▶ [Your instructions] From the first line to the last, repeat the data exactly and drop the pictures.

▶ [Records for the exercise]
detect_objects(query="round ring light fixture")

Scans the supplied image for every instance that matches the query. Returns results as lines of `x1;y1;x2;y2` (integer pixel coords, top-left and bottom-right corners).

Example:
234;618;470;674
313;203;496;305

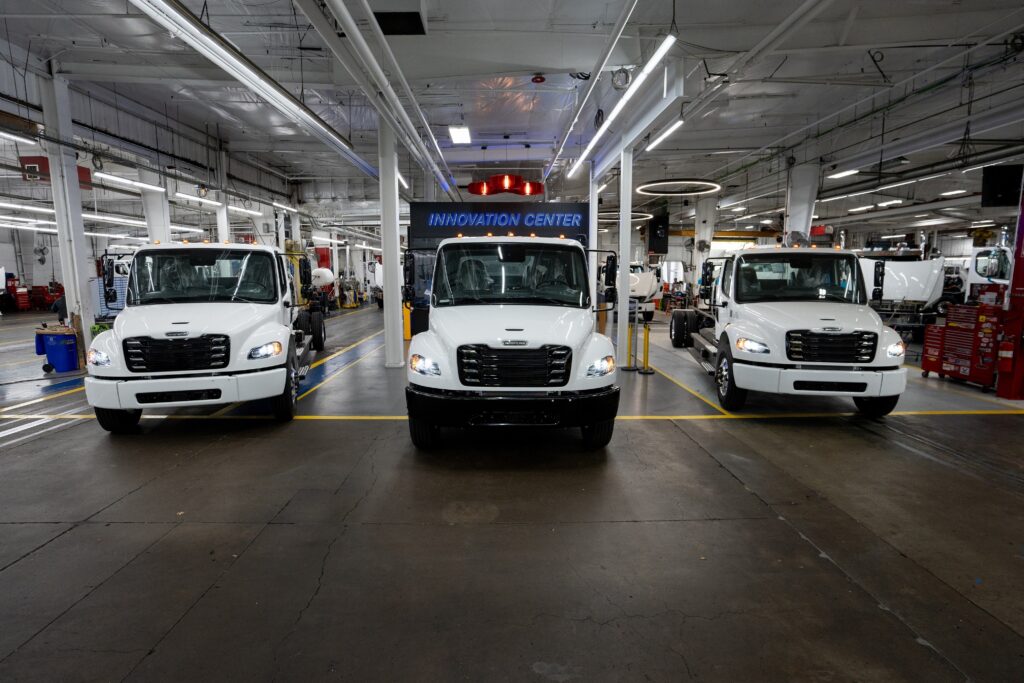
597;210;654;224
635;179;722;196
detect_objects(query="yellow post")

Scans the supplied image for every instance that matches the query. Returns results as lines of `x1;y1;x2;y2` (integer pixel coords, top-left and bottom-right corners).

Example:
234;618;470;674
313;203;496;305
403;305;412;340
626;323;633;362
639;323;655;375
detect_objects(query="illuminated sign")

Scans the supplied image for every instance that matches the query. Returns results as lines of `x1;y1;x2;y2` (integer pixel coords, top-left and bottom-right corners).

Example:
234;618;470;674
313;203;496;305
409;202;589;250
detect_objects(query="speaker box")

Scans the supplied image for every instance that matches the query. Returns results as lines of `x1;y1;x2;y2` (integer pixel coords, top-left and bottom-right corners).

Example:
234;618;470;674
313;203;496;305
647;213;669;254
981;165;1023;207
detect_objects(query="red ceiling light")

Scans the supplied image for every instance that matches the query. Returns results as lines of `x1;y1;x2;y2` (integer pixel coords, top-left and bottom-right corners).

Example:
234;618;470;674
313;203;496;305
467;174;542;197
512;180;544;196
467;180;490;195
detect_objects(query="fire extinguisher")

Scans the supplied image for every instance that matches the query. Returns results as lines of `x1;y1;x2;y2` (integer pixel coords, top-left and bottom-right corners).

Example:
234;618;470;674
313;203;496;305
998;339;1015;374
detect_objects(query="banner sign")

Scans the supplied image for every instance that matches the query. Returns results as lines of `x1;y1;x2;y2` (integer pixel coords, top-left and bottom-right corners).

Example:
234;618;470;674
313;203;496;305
408;202;589;250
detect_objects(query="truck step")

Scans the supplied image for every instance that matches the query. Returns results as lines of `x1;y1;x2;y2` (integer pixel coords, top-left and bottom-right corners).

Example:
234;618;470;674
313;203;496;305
691;334;717;356
699;361;715;375
298;364;310;380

▶ [Written response]
detect_objects(query="round ring light fixture")

Scans the supplied image for every instance that matches the query. Returns results as lines of `x1;y1;x2;y2` (integer pixel coords, top-left and bottom-right corners).

Example:
234;618;470;674
313;203;496;305

597;210;654;224
635;179;722;196
detect_objects(query="yellow post")

Scans the supplied image for every instance that matches the query. Returns results as lines of `x1;y1;x2;y2` (integer pixel coords, top-left and bottom-right corners).

Example:
234;618;470;674
313;203;496;305
403;305;412;340
626;323;633;362
639;323;655;375
detect_objects(query="illuminated sign")

Scans the supplied image for every instance that matches the query. Returns results as lines of `x1;y1;x2;y2` (integer pixel coords, top-left and bottom-right corners).

Example:
234;618;470;674
313;203;496;305
409;202;589;250
detect_objects(query="speaker box")

Scans the supplied image for every instance that matches the query. Returns results as lines of `x1;y1;x2;y2` (integer pixel coords, top-left and bottom-right corners).

Example:
234;618;470;674
313;203;496;305
647;213;669;254
981;165;1023;207
detect_objects(query="red ceiling light")

Scans the supplied image for every instance that matches the query. Returns results as lines of `x1;y1;x2;y2` (integer pixel coords, top-left and bottom-right corners).

Example:
234;618;470;674
313;203;496;305
467;174;542;197
512;180;544;196
467;180;490;195
detect_objects(query="fire extinguisher")

Scans the supplied image for every instance that matches the query. Returns results as lines of `x1;y1;x2;y2` (integer pixel coords, top-left and bottom-right corners).

Example:
234;618;470;674
313;203;496;305
998;339;1015;374
detect_objects(query="banner sign")

Scans the supplied image for every instance that matches the query. Returns results as lines of `x1;y1;x2;y2` (integer pixel coords, top-left and bottom-right corners).

Example:
234;618;470;674
313;203;496;305
408;202;589;250
detect_objects(query="truck step")

Scans the supplied image for every instance that matches the query. Returns results as lines of `x1;y1;x2;y2` (integer pixel coords, top-left and bottom-right corners).

Example:
234;618;470;674
313;203;496;305
691;334;717;356
699;361;715;375
298;364;310;380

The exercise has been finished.